***** RECORDED DATA *****
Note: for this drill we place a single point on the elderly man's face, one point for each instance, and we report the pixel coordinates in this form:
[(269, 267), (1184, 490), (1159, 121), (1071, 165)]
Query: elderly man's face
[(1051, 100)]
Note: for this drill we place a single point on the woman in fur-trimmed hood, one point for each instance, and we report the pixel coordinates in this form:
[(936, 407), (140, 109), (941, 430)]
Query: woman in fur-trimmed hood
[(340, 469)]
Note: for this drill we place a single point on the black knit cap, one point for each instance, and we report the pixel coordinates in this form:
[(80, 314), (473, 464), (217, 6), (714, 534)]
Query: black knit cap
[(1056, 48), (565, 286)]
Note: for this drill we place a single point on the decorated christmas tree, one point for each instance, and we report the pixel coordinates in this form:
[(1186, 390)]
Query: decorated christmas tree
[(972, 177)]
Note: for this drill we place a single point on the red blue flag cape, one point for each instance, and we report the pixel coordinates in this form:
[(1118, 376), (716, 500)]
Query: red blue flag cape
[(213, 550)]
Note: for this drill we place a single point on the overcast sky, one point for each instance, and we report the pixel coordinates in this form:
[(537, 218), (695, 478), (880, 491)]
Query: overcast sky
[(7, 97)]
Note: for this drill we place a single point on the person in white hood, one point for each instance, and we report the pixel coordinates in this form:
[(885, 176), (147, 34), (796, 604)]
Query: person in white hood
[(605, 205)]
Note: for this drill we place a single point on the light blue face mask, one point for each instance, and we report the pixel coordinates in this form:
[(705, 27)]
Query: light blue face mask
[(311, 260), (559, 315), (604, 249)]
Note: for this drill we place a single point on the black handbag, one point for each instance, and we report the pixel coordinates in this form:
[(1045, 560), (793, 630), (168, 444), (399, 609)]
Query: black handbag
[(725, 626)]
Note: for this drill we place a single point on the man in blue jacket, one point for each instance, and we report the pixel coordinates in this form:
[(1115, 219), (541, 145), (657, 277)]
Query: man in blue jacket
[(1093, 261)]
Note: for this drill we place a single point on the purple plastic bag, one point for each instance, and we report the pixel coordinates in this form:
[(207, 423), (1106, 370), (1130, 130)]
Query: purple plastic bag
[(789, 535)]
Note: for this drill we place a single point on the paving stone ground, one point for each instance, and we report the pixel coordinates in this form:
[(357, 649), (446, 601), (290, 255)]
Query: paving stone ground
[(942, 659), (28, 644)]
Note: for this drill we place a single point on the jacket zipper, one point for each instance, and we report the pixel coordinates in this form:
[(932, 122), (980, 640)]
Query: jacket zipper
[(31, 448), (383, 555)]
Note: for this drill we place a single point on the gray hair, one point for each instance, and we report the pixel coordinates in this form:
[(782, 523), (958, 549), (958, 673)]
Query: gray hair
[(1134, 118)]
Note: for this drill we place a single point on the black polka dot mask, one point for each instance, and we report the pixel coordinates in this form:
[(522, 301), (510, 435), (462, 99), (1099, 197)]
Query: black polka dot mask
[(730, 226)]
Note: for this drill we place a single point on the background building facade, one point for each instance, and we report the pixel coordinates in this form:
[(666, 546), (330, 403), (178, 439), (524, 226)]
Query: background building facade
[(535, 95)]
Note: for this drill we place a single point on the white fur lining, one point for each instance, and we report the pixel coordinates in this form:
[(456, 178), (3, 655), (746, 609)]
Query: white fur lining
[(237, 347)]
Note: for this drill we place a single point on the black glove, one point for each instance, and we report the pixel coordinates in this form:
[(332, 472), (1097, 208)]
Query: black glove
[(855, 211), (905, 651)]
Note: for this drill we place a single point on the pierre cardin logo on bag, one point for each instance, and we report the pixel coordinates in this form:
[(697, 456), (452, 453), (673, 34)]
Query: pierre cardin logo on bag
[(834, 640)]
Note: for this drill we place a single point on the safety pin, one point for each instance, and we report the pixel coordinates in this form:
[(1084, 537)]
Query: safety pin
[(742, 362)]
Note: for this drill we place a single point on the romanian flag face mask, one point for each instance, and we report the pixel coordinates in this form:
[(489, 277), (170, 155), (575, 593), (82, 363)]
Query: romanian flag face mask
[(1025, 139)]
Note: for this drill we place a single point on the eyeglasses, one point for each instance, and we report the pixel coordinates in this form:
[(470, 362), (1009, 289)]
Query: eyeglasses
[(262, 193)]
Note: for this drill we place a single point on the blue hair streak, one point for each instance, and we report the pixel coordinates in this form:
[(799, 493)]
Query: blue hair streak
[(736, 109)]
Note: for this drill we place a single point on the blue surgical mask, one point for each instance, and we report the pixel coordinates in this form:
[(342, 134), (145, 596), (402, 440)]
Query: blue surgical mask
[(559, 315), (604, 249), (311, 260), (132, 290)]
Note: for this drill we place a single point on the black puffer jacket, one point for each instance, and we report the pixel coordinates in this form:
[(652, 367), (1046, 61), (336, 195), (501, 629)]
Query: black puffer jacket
*****
**STATED TASK:** Rewrite all the items above with every "drill" changed to "exercise", leaving everything else as it is.

**SOLUTION:**
Note: for this exercise we place a single point on the elderly man's face, one point for each instance, and we report the pixel coordinates in this form:
[(269, 267), (1184, 490), (1159, 121), (1071, 165)]
Query: elderly man's face
[(1051, 100)]
Note: for this exercise we place a single point on the woman in fur-trimmed hood, one point for each instance, and we report the pixel coordinates in this form:
[(936, 407), (140, 109), (941, 430)]
Query: woman in fur-trimmed hood
[(340, 469)]
Note: for this exercise we place a single point on the black knit cap, one point for each instance, and we report the pixel coordinates in this form:
[(80, 314), (473, 464), (217, 6), (714, 534)]
Query: black knit cap
[(1056, 48), (565, 286)]
Note: for this exercise we place a single point on the decorated christmas tree, one point for each instance, and we report the pixel coordinates in this form:
[(1186, 390)]
Query: decorated christmas tree
[(972, 177)]
Note: for this exercise we place a single point on the red blue flag cape, one point for each instance, and we report the pixel coordinates in this form:
[(1118, 376), (716, 500)]
Query: red blue flag cape
[(213, 550)]
Note: for this exercise we place a single point on the overcast sky, one point for each instance, and we report the pixel coordinates in this form:
[(537, 218), (695, 478), (880, 491)]
Query: overcast sky
[(7, 97)]
Note: for this exercise we place a single point on the person in white hood, one point for each instance, and we report the pixel coordinates in this form:
[(885, 176), (147, 34), (796, 604)]
Query: person in white hood
[(605, 205)]
Note: for this exercise we place a single point on the light blue face mask, one point for each instance, and we report the pixel coordinates in this form:
[(705, 27)]
Query: light blue face mask
[(311, 260), (559, 315), (604, 249)]
Note: for this exercise we place a single point on the black handbag, one point for each instance, and we report the pixel coordinates in this form:
[(1045, 560), (793, 630), (168, 444), (399, 609)]
Query: black handbag
[(725, 626)]
Note: for this exercise we place a single point on the man in blue jacket, one point for each instance, and we report the pixel coordinates in this form:
[(1115, 219), (541, 145), (657, 277)]
Query: man in blue jacket
[(1093, 261)]
Note: for this exercise we place a single point on the purple plastic bag, one point for each instance, and we report the pixel coordinates in this form:
[(207, 423), (1106, 370), (1130, 130)]
Query: purple plastic bag
[(789, 535)]
Note: for this exercise we place a single point on the paving stone ground, one point for each instance, and we report the pixel coordinates in this form:
[(357, 649), (446, 601), (290, 255)]
Query: paving stone ground
[(942, 659), (28, 644)]
Note: for this exercise we place a single point on the jacket zipper, one point for each instance, and we report the pixel coordinates in this form:
[(932, 122), (980, 640)]
Query: jacket zipper
[(31, 448), (383, 555)]
Note: for this exercise we place a single point on the gray hair, one point for each instance, and we report the pixel coordinates in this form:
[(782, 523), (958, 549), (958, 673)]
Query: gray hair
[(1134, 118)]
Note: for this exercise we place a single point on the black polka dot mask, one point for each instance, and we report the pixel coordinates in this form:
[(522, 301), (510, 435), (462, 99), (1099, 197)]
Query: black polka dot mask
[(730, 226)]
Note: for this exercise we place a single point on the background building facade, one point for each instance, and we report the pixel coordinates in this form:
[(666, 546), (330, 403), (178, 439), (524, 226)]
Query: background building facade
[(535, 95)]
Note: for this exercise we place a single point on the white fur lining, one point for each instance, and we report the pixel coordinates in this form:
[(456, 178), (3, 655), (746, 609)]
Query: white fur lining
[(237, 347)]
Note: for this exercise we place a single point on the black glove, one point for each instance, and we report the pixel coordinates in this form:
[(332, 472), (1097, 208)]
Query: black glove
[(855, 211), (905, 651)]
Note: for this exercise we place a single point on the pierre cardin logo on bag, one point for each instance, and we report the pixel coordinates in this form:
[(697, 456), (452, 453), (673, 34)]
Query: pierre cardin logo on bag
[(834, 640)]
Note: for this exercise we place a single point on the safety pin, one point for each instance, and we report the pixel coordinates in this form:
[(1084, 537)]
Query: safety pin
[(742, 362)]
Note: for this exercise we place a single point on the romanian flag face mask, one point for each instance, and we report the pixel coordinates in this form:
[(489, 277), (170, 155), (575, 593), (82, 363)]
Query: romanian flag face mask
[(1025, 139)]
Note: for this exercise we place a single point on the eyeglasses, one point for each instance, and we report the pixel coordinates in this form:
[(470, 362), (1009, 289)]
Query: eyeglasses
[(262, 193)]
Note: for this exercise we place a single point on the blue hair streak, one point for each instance, and we report the pixel coordinates in this form:
[(799, 493)]
Query: blue hair streak
[(736, 109)]
Note: for this exercise we place a single point on the blue surgical mask, one point for each instance, and we report the pixel coordinates in this form:
[(342, 134), (145, 596), (402, 440)]
Query: blue surgical mask
[(559, 315), (604, 249), (311, 260), (132, 290)]
Note: for this exercise we place a single point on the black puffer jacket, one point for each instance, and we report the pixel coordinates in this form:
[(652, 367), (1046, 61), (336, 195), (501, 629)]
Query: black puffer jacket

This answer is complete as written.